* Prompt A: Please write out the passage of the coffee-cooling thread from "Leave the spoon" up to and including "heat transfer, right?" word for word.

* Supplied text:
▼▼▼

Thermodynamics – Cooling Coffee with a Spoon Explained

Question

During the breakfast with my colleagues, a question popped into my head:

What is the fastest method to cool a cup of coffee, if your only available instrument is a spoon?

A qualitative answer would be nice, but if we could find a mathematical model or even better make the experiment (we don't have the means here :-s) for this it would be great! 😀

So far, the options that we have considered are (any other creative methods are also welcome):

Stir the coffee with the spoon:

Pros:

• The whirlpool has greater surface than the flat coffee, so it is better for heat exchange with the air.
• Due to the difference of speed between the liquid and the surrounding air, the Bernoulli effect should lower the pressure and that would cool it too to keep the atmospheric pressure constant.

Cons:

• Joule effect should heat the coffee.

Leave the spoon inside the cup:

As the metal is a good heat conductor (and we are not talking about a wooden spoon!), and there is some part inside the liquid and other outside, it should help with the heat transfer, right?

▲▲▲

* Prompt B: How many lines in the entries that follow contain the string "below"? Case counts, and the reply should be the number alone.

* Records:
▼▼▼

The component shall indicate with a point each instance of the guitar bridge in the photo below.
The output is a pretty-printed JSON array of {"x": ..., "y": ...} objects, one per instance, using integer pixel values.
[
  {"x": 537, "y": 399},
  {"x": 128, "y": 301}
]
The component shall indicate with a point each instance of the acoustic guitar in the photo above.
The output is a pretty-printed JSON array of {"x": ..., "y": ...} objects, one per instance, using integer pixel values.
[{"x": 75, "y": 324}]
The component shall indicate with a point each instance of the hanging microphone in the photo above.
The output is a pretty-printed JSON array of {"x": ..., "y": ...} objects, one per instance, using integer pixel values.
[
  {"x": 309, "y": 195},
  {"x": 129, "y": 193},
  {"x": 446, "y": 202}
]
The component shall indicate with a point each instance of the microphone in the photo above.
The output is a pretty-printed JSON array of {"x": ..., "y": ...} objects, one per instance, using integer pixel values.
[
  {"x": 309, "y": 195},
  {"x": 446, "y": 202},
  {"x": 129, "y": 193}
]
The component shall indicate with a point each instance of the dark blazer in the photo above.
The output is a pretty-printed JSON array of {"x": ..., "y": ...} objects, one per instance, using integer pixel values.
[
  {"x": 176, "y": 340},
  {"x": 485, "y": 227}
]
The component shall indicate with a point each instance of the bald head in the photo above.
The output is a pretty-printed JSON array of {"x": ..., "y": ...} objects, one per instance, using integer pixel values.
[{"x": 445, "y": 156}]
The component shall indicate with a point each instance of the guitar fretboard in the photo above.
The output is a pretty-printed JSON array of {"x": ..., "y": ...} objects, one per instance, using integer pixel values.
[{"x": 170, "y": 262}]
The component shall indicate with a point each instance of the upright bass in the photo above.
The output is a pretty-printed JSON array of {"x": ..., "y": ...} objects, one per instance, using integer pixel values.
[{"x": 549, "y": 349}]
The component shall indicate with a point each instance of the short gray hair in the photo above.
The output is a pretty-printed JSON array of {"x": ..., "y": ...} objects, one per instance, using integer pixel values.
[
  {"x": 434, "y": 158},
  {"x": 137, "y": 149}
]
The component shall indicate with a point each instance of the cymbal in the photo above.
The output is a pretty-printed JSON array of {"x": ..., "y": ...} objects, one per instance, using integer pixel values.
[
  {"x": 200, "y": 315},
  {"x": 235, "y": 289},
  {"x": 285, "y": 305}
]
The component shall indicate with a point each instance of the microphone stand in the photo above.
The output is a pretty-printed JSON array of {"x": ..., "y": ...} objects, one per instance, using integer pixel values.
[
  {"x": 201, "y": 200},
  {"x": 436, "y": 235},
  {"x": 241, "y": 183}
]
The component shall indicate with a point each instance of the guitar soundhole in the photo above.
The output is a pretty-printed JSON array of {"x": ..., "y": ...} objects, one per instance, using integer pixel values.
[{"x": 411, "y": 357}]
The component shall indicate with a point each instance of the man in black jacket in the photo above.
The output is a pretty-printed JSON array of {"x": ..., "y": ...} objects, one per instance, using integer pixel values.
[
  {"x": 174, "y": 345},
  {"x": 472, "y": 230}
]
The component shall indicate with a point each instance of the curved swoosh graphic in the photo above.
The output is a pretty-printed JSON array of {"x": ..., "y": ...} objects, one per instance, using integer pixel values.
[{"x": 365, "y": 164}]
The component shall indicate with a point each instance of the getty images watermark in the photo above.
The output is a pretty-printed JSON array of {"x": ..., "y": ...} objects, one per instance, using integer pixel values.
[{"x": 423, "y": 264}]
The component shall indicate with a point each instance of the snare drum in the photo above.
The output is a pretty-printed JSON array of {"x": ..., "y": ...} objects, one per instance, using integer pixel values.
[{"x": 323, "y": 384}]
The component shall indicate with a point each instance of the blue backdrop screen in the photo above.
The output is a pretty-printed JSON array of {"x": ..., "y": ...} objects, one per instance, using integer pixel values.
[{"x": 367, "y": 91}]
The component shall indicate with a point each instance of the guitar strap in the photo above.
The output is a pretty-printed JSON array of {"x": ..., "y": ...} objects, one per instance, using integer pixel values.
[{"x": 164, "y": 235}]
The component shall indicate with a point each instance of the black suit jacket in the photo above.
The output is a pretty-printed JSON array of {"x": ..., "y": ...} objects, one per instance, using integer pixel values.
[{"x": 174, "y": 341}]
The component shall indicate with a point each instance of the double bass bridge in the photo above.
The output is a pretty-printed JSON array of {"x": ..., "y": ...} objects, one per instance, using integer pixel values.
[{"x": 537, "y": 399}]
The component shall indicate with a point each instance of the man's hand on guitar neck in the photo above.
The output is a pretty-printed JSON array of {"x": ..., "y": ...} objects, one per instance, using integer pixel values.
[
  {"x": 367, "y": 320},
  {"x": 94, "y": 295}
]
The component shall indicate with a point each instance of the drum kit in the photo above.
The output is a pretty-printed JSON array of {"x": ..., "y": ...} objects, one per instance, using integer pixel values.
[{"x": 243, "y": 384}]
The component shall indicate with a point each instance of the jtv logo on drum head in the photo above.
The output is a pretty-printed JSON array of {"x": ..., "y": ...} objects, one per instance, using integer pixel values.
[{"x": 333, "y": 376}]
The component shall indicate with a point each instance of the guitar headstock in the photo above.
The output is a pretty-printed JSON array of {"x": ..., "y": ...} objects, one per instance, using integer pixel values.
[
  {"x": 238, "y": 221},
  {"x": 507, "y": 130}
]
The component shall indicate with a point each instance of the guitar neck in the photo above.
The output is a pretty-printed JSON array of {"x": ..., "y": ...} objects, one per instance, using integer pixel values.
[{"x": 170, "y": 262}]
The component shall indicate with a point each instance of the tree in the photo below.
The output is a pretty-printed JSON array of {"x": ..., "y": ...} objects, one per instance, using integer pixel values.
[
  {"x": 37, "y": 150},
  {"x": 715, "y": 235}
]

▲▲▲

* Problem solution A:
Leave the spoon inside the cup:

As the metal is a good heat conductor (and we are not talking about a wooden spoon!), and there is some part inside the liquid and other outside, it should help with the heat transfer, right?

* Problem solution B: 2